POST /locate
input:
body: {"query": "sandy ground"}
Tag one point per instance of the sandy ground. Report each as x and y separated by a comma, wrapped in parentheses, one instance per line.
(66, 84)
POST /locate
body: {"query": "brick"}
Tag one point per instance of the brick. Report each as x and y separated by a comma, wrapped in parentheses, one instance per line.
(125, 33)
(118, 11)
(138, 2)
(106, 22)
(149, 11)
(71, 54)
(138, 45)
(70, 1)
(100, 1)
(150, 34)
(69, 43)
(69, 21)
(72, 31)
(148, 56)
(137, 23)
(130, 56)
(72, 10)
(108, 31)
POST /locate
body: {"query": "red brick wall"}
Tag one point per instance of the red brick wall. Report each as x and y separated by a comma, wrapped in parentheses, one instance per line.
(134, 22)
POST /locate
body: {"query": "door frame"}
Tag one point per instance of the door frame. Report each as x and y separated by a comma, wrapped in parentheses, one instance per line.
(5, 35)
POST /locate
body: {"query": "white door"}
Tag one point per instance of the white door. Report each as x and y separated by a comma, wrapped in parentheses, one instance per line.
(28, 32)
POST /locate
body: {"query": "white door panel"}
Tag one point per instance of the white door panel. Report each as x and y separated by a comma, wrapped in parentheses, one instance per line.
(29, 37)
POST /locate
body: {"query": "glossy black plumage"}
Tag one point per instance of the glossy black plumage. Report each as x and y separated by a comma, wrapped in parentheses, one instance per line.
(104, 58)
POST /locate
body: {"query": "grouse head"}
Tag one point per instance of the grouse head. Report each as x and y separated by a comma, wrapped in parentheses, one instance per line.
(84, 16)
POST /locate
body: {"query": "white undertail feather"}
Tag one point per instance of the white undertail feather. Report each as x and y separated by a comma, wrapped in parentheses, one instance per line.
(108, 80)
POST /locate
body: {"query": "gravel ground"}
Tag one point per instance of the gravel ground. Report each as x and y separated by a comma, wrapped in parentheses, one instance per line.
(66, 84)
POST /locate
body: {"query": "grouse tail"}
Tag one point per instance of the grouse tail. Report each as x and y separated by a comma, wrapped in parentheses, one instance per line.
#####
### WORK INSTRUCTIONS:
Once you have read the material, set it down again word for word.

### PROBLEM SOLUTION:
POST /locate
input:
body: {"query": "sandy ground"}
Tag one point per instance of the sandy ground. Report each as x and y separated by a comma, wrapped in parentheses, one instance per line.
(66, 84)
POST /locate
body: {"query": "brick"}
Tag one point per instance of the brick. Report each as x and y separated by a comma, wrapped in parentheses, one instance per line.
(125, 33)
(118, 11)
(138, 2)
(106, 22)
(149, 11)
(71, 54)
(138, 45)
(70, 1)
(100, 1)
(150, 34)
(69, 43)
(69, 21)
(72, 31)
(148, 56)
(137, 23)
(130, 56)
(72, 10)
(108, 31)
POST /locate
body: {"query": "red brick wall"}
Tag one point per instance of the red brick wall. Report each as x and y separated by a comma, wrapped in parentheses, one instance per line.
(134, 22)
POST /locate
body: {"query": "door frame"}
Tag one point per instance of the door frame. Report each as x and y separated by a comma, wrapped in parentheses, one instance per line.
(5, 35)
POST /locate
body: {"query": "white door"}
Tag one point per instance of the white door. Report each as x and y separated by a comma, wrapped in parentheses, one instance per line.
(28, 32)
POST /locate
body: {"query": "white door panel"}
Tag one point per instance of the white door panel. Report each as x and y separated by a comma, wrapped in parentheses, one instance per line.
(29, 37)
POST /locate
body: {"query": "glossy black plumage"}
Tag one point per instance of the glossy black plumage. Report each as x and y separated by a comma, wrapped in parentheses, one instance per line.
(104, 58)
POST /locate
body: {"query": "grouse head"}
Tag one point per instance of the grouse head. Report each as x and y separated by a comma, wrapped in parentheses, one instance per line.
(84, 16)
POST /locate
body: {"query": "white undertail feather"}
Tag one point per instance of the white undertail feather. Report each as x and y separated by a comma, wrapped in parentheses, one instance per line.
(108, 80)
POST /locate
body: {"query": "gravel ground"}
Tag one point per instance of the gravel ground. Report each as x and y separated by a comma, wrapped in parentheses, one instance per line.
(66, 84)
POST /locate
body: {"query": "grouse tail"}
Tag one point per instance of the grouse tail. Report each as x and y separated by a comma, wrapped in parentheses, one instance per line.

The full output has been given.